任务说明: 请从下面的选文中一字不改地摘录一段，从含有“对利润实现的实际贡献必然分享企业红利”的词句开始，到“对利润的实际贡献和分享要求。”为止。

选文:
· · · · · · ·

对利润实现的实际贡献必然分享企业红利
腐败在市场经济条件下只能是愈演愈烈,不可能得到起码的遏止,这不仅仅是许多人所认识到的一种社会现实,而且还是肇因于私有制条件下生产目的的“内在必然性”。市场经济有两个要点:一个是以赢利为目的的生产主体(既可以是“国有企业”,也可以是“私营企业”),二是利润要通过市场交易和价格机制去实现。
不管什么人,只要是他对企业利润实现做出了贡献,都会有机会参与分享红利,不管这个人是企业内部员工还是外部什么人。一个有突出贡献的推销员,可以按照他所销售的产品数量和价格水准,要求企业给予多少百分点的奖金或者活动经费。而在企业外部拥有采购权限的人员,对于选择甲企业还是乙企业的产品,用什么价格和付款条件采购产品,则对每一个企业产品实现和利润高低拥有决定性的影响,是决定企业生死存亡的关键,这些“外部人”当然就有了资格去参与企业利润的分配。本文主要从产品实现角度去讨论腐败为什么内在于“市场经济”,实际上,为企业取得赢利所需的各种稀缺要素,都同样地存在着对利润的实际贡献和分享要求。

· · · · · · ·

数据摘录:

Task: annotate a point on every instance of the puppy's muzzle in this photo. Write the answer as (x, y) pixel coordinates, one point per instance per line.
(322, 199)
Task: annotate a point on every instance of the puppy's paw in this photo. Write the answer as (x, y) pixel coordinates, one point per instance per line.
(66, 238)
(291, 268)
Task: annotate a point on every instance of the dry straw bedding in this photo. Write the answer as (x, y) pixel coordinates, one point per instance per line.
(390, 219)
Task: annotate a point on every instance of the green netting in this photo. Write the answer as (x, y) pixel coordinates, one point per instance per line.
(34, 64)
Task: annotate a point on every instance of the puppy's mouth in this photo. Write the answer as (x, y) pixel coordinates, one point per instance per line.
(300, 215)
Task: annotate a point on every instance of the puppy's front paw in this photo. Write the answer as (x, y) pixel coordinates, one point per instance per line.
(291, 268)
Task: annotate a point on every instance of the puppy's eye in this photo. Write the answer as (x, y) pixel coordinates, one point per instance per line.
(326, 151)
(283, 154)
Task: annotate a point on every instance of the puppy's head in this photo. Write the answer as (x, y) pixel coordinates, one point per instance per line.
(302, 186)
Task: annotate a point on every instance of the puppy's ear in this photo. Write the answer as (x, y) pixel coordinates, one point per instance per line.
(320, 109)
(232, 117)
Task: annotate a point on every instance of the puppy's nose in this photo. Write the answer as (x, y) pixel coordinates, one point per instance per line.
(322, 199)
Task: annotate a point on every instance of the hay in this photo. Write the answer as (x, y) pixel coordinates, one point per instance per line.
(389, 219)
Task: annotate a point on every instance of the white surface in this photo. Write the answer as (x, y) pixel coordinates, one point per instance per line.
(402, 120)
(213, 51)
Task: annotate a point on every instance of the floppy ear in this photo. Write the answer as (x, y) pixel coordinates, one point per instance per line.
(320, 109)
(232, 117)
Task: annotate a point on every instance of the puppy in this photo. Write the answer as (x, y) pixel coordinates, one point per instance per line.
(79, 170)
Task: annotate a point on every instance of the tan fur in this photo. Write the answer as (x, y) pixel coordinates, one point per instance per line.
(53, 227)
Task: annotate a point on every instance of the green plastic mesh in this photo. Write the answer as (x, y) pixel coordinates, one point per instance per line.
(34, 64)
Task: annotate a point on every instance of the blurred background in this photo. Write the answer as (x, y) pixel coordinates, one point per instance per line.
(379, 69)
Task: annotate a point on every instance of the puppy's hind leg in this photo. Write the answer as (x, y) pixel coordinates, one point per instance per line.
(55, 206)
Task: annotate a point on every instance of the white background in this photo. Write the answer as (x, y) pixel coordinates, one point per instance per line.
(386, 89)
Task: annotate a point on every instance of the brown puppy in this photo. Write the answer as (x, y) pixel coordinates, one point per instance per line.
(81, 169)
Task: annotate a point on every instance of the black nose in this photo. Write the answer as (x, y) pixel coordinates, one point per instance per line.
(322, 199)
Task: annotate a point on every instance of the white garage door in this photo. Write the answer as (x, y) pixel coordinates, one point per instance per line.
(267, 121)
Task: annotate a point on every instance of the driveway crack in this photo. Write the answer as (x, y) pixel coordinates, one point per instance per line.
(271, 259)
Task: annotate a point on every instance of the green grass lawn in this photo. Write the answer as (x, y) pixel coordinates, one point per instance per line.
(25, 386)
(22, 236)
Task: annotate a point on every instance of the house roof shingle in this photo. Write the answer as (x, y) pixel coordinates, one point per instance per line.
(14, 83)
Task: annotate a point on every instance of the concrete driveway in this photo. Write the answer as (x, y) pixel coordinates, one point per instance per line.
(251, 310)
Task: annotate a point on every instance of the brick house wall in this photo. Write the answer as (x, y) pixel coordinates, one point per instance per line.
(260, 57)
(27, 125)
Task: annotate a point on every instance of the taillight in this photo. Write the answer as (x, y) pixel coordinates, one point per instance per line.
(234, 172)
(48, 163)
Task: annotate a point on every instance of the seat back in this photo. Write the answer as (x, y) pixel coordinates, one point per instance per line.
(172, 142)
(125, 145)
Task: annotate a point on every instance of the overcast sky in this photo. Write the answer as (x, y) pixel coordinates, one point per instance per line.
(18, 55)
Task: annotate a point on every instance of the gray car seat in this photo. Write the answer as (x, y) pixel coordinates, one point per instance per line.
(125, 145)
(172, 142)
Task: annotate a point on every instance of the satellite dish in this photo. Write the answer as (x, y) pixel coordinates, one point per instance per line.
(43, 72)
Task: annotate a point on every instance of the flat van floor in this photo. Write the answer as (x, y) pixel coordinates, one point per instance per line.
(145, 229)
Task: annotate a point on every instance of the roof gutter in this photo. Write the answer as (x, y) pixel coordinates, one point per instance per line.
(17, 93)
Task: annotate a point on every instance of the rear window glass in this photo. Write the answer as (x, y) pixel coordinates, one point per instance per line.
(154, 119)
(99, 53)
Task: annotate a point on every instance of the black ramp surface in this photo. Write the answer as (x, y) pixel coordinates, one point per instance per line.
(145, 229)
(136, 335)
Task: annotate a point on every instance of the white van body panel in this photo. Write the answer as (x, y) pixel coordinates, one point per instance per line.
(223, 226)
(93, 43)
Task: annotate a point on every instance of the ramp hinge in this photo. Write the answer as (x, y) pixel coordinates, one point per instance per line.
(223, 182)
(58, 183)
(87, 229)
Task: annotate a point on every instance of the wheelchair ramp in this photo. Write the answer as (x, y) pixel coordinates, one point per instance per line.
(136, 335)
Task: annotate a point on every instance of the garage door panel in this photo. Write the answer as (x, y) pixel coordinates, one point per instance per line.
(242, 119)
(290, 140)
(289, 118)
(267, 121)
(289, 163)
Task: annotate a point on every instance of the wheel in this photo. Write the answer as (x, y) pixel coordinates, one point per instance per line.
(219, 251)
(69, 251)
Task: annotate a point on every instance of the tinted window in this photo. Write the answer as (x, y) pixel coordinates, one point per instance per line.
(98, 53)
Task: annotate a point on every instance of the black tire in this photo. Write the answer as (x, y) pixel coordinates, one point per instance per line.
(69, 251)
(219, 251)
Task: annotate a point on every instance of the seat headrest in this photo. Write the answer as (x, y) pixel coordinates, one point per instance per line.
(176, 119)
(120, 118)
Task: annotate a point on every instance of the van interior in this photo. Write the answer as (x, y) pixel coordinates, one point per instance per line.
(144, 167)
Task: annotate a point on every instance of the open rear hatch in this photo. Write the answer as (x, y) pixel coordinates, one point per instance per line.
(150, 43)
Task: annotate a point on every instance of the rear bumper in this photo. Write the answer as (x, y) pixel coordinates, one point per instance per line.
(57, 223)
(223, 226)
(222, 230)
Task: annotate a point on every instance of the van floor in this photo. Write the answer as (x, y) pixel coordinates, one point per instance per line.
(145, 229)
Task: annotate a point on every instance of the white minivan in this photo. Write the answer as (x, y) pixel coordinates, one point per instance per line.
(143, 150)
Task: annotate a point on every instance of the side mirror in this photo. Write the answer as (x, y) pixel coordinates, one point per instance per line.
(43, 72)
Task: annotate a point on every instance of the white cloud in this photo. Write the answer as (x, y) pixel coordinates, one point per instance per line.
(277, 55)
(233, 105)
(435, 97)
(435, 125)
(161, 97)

· · · · · · ·

任务结果:
对利润实现的实际贡献必然分享企业红利
腐败在市场经济条件下只能是愈演愈烈,不可能得到起码的遏止,这不仅仅是许多人所认识到的一种社会现实,而且还是肇因于私有制条件下生产目的的“内在必然性”。市场经济有两个要点:一个是以赢利为目的的生产主体(既可以是“国有企业”,也可以是“私营企业”),二是利润要通过市场交易和价格机制去实现。
不管什么人,只要是他对企业利润实现做出了贡献,都会有机会参与分享红利,不管这个人是企业内部员工还是外部什么人。一个有突出贡献的推销员,可以按照他所销售的产品数量和价格水准,要求企业给予多少百分点的奖金或者活动经费。而在企业外部拥有采购权限的人员,对于选择甲企业还是乙企业的产品,用什么价格和付款条件采购产品,则对每一个企业产品实现和利润高低拥有决定性的影响,是决定企业生死存亡的关键,这些“外部人”当然就有了资格去参与企业利润的分配。本文主要从产品实现角度去讨论腐败为什么内在于“市场经济”,实际上,为企业取得赢利所需的各种稀缺要素,都同样地存在着对利润的实际贡献和分享要求。